§ Exercise instructions: Tell me how many lines in the data below hold the string "positive", and say nothing else.

§ Input material:
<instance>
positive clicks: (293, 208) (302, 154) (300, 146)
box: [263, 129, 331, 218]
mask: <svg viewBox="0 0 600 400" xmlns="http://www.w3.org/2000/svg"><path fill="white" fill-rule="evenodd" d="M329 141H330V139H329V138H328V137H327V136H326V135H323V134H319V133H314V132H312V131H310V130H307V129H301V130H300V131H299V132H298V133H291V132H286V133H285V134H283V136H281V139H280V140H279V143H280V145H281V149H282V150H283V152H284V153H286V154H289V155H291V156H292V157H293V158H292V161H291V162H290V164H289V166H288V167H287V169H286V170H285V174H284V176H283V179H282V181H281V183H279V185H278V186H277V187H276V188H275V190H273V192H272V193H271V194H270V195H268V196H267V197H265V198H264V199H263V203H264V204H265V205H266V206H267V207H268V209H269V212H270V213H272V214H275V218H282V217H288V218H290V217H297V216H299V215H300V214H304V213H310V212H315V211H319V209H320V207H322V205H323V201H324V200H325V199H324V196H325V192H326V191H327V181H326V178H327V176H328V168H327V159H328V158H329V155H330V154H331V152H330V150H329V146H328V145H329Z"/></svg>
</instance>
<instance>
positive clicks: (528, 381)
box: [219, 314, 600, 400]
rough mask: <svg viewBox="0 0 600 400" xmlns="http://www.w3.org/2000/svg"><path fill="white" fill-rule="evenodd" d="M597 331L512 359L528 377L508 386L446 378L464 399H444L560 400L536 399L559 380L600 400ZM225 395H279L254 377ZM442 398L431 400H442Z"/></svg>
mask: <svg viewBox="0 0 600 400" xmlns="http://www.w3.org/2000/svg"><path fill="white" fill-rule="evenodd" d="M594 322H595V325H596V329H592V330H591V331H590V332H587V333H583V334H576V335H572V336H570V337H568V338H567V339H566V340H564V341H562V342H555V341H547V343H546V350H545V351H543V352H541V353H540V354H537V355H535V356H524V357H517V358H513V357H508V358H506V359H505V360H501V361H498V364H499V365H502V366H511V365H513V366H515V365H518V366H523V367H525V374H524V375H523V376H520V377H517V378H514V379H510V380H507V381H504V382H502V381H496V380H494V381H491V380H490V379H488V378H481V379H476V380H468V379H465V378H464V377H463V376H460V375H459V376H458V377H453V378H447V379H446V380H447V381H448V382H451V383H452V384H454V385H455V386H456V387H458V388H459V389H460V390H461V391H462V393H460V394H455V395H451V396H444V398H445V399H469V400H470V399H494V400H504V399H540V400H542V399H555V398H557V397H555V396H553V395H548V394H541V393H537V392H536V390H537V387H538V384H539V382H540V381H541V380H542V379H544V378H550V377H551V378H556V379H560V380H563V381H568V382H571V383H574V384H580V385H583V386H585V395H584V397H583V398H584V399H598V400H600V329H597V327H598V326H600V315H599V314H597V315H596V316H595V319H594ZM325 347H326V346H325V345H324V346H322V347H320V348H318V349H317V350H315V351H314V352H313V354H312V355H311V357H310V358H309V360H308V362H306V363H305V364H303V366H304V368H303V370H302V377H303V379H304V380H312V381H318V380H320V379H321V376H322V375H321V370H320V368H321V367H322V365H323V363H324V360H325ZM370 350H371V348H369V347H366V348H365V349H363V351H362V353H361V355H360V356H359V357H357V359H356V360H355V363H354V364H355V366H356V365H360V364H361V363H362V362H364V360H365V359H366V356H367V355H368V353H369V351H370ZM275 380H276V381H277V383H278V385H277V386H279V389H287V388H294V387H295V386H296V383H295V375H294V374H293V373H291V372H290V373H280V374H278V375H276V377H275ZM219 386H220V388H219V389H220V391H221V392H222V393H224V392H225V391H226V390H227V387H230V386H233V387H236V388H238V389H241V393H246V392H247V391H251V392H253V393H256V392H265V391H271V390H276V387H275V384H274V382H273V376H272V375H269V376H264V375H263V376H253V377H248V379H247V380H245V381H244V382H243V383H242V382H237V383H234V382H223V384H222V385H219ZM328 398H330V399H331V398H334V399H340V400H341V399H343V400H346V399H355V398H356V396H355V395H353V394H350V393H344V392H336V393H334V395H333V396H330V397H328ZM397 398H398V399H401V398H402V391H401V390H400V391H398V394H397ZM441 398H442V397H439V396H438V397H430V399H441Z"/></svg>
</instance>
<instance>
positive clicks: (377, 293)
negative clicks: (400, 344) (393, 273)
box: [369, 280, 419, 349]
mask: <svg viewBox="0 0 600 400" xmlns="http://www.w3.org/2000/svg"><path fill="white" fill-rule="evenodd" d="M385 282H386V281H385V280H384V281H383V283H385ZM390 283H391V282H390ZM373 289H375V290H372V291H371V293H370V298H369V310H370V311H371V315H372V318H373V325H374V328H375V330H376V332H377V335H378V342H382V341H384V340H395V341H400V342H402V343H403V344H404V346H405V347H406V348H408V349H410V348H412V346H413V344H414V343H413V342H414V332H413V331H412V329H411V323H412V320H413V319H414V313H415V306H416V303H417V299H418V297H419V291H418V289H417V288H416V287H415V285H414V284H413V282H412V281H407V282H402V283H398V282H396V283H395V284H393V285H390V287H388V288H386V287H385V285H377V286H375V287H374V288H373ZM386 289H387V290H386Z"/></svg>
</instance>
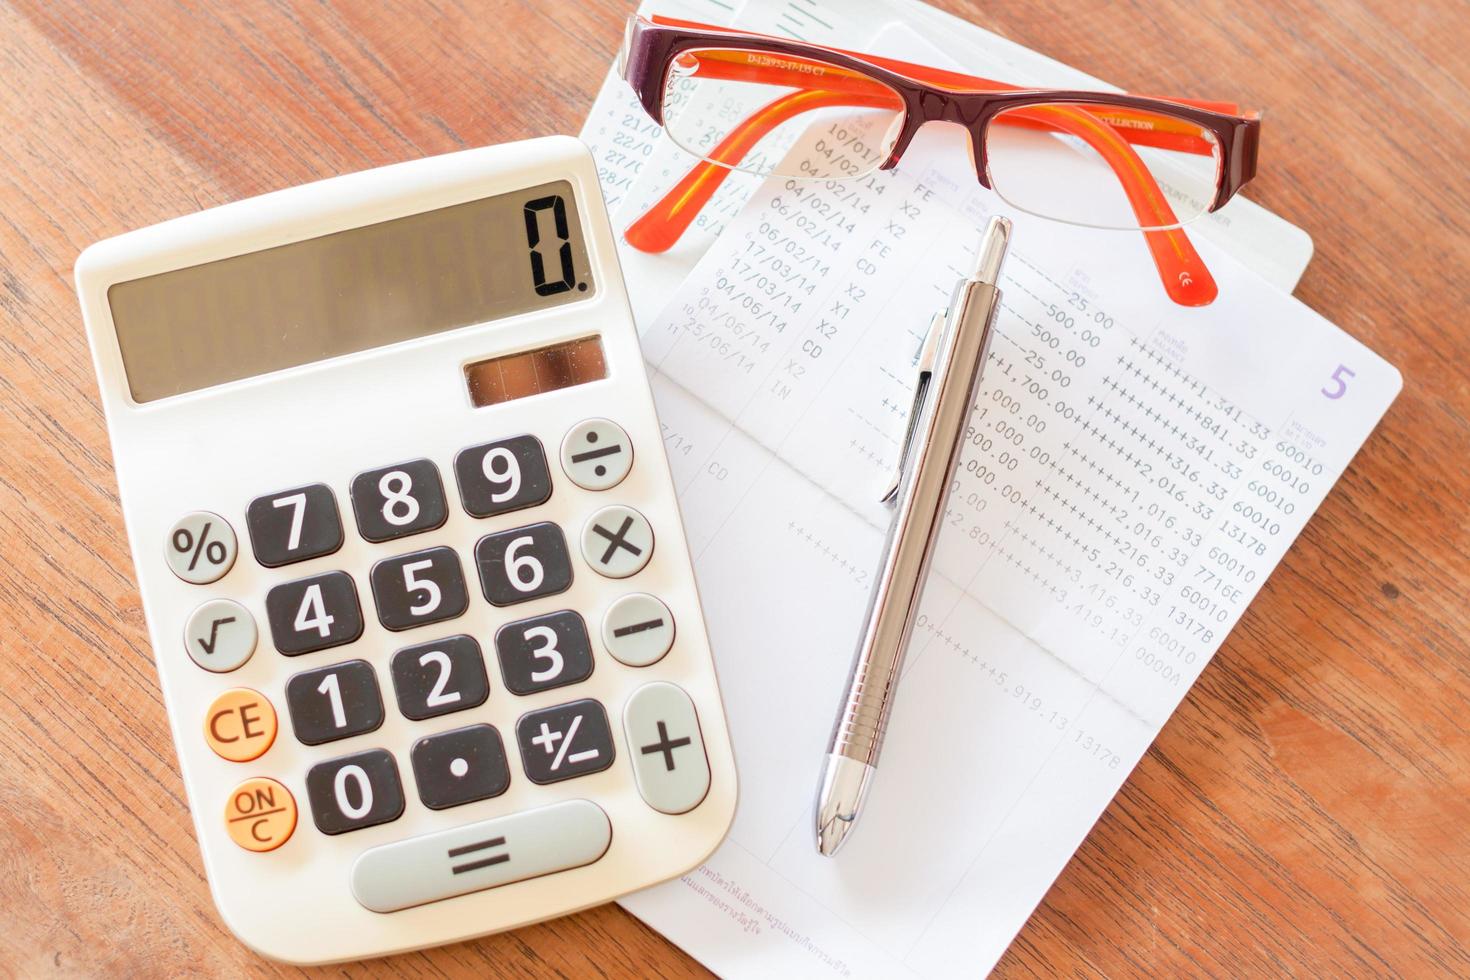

§ Solved exercise: 3